→ **What the task asks**
Report each line of the data that has "cream" somewhere in it.

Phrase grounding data
---

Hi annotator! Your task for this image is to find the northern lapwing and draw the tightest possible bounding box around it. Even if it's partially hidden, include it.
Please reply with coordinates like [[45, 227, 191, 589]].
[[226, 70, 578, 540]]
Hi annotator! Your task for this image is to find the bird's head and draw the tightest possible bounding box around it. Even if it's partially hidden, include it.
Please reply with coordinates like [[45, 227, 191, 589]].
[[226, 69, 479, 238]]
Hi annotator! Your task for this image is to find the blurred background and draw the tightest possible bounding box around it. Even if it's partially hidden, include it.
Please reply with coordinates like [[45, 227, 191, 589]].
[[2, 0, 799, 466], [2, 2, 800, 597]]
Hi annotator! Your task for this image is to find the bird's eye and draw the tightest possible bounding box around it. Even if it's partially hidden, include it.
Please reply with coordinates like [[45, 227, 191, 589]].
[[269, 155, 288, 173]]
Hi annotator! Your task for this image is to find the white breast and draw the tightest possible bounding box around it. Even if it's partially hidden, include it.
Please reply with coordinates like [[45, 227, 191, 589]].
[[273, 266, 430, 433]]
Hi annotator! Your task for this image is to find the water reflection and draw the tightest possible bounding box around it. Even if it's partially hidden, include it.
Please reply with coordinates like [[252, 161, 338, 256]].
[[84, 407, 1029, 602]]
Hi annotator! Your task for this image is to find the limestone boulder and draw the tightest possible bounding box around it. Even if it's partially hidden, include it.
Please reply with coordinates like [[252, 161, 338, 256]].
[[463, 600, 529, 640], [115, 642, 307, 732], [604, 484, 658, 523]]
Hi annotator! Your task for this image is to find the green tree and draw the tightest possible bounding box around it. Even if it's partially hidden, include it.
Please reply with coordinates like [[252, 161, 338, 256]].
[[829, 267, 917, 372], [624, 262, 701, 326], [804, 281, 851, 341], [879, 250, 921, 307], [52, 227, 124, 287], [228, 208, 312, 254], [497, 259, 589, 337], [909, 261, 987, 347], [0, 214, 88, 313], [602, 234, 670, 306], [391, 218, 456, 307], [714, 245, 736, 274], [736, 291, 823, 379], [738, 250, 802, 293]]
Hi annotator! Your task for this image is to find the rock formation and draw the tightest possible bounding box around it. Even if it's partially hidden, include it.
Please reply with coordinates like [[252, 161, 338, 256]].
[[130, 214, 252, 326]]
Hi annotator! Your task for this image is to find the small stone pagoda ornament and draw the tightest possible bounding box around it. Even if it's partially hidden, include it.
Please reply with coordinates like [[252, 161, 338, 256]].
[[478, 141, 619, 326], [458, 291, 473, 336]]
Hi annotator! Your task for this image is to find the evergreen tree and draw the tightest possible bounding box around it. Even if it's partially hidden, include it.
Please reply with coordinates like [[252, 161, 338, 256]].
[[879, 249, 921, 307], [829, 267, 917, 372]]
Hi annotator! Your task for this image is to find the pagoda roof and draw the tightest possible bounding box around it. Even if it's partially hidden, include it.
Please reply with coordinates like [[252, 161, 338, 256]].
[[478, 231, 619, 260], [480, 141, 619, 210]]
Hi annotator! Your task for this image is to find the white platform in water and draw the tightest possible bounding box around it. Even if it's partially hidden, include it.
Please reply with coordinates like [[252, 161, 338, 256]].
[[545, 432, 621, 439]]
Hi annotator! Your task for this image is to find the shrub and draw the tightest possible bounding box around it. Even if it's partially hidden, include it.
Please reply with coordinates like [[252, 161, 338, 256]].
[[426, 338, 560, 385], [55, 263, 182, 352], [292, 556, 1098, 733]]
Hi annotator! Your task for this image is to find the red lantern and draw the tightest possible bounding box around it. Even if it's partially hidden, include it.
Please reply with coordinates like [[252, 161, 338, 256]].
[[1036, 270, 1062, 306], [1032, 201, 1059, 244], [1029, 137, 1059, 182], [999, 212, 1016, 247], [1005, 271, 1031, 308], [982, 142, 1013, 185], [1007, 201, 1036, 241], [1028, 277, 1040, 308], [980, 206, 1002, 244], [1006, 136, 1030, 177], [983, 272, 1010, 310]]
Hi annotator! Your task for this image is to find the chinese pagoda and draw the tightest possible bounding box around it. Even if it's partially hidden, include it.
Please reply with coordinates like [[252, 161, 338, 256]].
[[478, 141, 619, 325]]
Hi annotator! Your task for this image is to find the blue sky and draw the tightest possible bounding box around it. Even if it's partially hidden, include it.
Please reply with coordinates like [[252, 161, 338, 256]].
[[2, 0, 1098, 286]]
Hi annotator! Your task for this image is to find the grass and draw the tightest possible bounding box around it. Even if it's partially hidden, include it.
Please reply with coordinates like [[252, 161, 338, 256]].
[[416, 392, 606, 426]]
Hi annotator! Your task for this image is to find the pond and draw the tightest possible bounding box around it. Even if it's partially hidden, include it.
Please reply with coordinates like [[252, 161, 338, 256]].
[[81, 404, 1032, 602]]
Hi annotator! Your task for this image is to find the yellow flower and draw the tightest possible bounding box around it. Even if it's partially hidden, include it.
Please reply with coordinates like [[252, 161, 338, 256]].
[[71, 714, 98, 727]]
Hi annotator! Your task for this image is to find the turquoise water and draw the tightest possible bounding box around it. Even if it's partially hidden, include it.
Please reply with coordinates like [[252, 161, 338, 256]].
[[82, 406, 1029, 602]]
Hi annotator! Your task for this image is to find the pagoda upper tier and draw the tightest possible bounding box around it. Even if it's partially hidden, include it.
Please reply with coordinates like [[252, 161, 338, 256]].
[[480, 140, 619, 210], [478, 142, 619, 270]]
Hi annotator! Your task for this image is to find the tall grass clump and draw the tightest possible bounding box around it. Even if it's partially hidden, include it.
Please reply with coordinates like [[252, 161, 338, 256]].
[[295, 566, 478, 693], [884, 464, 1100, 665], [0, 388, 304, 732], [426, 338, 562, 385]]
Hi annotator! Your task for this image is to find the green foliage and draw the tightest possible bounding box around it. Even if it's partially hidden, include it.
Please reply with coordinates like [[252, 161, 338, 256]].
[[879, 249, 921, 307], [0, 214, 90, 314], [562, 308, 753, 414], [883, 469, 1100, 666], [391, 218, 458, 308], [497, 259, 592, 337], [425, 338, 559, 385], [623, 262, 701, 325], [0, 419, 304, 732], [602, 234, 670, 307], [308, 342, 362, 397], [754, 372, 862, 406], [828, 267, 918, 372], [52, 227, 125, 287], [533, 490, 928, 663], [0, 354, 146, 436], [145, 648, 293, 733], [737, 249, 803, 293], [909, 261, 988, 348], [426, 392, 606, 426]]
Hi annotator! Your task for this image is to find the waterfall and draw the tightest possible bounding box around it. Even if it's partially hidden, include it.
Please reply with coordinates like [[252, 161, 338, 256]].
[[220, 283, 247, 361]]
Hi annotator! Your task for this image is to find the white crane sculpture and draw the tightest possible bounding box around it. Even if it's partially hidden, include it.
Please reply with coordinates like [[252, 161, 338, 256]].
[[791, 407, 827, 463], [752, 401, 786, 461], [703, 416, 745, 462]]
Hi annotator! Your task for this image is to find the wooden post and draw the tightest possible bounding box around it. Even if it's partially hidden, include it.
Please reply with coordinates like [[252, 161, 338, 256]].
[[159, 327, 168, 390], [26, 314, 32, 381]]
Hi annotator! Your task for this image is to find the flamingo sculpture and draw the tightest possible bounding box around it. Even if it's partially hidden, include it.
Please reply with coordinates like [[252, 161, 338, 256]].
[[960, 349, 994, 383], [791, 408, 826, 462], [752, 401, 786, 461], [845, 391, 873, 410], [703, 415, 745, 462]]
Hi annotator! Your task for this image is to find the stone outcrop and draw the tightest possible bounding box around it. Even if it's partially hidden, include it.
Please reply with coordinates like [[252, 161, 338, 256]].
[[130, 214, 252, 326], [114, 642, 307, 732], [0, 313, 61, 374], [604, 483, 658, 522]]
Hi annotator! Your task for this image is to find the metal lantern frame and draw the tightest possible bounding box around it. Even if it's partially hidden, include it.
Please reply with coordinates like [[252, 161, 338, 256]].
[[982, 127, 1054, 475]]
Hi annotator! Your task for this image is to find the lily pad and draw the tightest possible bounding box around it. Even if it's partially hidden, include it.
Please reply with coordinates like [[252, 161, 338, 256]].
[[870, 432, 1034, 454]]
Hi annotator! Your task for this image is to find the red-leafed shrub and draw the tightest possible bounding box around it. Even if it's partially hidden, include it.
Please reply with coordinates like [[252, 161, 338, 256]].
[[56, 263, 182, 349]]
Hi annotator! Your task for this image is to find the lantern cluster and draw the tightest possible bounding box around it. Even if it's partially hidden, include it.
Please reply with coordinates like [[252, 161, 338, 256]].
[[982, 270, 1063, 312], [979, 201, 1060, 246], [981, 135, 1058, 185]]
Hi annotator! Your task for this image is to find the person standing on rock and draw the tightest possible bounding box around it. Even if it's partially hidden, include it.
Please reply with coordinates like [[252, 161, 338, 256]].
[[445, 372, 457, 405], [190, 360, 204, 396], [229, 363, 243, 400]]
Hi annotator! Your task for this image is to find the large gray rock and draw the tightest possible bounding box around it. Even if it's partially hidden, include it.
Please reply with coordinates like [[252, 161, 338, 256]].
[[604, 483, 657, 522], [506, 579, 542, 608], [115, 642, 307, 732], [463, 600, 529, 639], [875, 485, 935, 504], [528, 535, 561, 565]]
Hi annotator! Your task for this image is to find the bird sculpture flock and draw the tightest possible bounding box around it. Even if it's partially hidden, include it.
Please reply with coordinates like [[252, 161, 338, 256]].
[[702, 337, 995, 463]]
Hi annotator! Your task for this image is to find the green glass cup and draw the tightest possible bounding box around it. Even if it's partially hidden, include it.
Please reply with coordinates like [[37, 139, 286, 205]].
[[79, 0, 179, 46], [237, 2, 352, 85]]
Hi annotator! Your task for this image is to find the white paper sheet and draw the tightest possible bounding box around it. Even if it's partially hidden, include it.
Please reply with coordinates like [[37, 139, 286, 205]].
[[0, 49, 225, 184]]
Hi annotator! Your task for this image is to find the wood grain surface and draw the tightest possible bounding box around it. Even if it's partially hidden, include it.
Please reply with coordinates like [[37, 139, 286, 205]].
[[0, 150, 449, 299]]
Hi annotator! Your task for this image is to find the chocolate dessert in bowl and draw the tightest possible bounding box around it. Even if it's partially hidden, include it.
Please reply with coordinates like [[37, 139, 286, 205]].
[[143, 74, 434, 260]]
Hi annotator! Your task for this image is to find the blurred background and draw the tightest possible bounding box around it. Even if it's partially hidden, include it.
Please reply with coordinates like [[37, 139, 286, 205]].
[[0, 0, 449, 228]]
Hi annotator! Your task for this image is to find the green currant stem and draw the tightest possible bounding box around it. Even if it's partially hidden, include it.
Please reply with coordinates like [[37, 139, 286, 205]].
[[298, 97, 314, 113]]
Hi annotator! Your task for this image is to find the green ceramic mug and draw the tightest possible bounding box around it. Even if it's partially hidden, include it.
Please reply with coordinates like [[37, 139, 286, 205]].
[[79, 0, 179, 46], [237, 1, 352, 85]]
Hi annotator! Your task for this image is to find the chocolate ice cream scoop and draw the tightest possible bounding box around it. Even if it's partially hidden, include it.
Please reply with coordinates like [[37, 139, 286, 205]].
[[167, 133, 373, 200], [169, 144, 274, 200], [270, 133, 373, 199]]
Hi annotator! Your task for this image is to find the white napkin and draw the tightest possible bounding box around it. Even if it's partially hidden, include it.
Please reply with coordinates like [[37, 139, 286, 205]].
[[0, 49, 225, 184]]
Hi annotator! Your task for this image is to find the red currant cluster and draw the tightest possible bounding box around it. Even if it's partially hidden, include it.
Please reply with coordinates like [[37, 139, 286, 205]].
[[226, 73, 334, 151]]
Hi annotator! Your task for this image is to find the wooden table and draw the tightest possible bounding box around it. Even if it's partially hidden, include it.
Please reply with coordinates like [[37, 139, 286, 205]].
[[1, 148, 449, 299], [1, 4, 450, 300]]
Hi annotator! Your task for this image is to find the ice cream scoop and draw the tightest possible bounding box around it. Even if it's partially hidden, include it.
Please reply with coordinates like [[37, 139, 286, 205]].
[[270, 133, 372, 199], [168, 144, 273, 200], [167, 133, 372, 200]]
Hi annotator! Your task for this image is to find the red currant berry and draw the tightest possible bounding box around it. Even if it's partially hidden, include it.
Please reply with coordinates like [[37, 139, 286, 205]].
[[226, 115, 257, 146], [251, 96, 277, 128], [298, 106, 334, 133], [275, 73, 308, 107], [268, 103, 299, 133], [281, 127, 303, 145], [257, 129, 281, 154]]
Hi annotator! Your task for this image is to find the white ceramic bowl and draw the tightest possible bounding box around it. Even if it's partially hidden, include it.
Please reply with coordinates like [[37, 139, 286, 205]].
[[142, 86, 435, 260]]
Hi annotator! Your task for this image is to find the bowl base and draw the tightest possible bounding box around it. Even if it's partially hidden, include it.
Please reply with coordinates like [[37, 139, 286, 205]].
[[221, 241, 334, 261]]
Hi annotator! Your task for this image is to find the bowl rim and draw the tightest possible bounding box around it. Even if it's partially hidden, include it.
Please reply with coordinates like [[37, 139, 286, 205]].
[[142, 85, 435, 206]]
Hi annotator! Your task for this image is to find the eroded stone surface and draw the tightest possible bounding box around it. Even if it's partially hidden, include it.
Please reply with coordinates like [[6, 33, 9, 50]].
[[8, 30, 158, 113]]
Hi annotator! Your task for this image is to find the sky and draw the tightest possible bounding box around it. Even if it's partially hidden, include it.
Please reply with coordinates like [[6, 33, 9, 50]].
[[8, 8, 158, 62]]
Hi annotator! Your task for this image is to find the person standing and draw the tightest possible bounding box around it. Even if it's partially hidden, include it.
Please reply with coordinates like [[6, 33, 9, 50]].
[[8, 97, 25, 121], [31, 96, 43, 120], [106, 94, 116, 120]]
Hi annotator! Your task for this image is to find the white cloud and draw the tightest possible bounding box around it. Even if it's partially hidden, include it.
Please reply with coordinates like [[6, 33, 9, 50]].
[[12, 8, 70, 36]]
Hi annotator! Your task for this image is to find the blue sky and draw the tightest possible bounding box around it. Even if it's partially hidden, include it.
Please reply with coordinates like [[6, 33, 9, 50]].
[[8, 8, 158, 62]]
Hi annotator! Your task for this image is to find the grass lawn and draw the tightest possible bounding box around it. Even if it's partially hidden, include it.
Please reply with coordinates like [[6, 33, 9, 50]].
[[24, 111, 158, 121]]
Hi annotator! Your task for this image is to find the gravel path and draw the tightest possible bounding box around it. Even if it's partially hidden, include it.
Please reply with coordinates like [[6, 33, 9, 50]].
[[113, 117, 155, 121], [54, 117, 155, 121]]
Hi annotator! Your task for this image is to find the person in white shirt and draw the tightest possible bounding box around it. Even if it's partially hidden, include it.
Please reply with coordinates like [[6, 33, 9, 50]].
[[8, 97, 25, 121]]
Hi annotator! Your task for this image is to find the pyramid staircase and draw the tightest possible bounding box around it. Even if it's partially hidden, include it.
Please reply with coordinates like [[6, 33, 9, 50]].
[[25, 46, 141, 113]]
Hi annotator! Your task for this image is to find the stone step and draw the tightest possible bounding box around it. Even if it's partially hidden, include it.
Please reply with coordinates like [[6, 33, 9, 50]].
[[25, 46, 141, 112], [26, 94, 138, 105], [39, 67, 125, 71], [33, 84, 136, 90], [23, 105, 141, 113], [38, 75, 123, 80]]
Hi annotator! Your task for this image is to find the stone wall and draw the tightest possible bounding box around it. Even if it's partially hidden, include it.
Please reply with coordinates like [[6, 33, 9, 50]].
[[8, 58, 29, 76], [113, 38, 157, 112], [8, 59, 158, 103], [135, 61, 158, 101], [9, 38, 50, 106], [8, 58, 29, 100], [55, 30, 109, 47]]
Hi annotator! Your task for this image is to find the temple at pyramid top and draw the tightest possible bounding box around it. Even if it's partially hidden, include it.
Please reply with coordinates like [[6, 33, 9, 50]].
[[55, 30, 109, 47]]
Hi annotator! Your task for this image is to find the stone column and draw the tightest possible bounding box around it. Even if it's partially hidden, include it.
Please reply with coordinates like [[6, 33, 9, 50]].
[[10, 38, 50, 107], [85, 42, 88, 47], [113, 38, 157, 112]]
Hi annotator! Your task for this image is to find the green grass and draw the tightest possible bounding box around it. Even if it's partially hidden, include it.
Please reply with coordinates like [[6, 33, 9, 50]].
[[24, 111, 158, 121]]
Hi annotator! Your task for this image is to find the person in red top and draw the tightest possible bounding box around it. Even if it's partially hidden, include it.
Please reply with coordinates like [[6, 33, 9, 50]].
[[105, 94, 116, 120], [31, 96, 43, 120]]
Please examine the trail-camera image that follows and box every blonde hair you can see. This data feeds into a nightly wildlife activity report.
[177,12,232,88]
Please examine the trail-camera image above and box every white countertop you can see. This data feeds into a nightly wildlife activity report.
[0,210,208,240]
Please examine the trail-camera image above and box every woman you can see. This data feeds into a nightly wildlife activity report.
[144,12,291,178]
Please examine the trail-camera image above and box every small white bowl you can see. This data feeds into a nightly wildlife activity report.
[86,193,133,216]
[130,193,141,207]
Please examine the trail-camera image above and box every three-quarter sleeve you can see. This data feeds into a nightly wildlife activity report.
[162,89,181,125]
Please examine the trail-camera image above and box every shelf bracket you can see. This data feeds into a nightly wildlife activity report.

---

→ **Response**
Hi annotator! Your task for this image is to find the chocolate ice cream scoop and draw the tightest possible bounding box around it. Even if it's partially hidden, include it.
Hi annotator! Your task for this image is to find the ice cream scoop and draw the tightest possible bounding box around it. Even if it's partially hidden, include it.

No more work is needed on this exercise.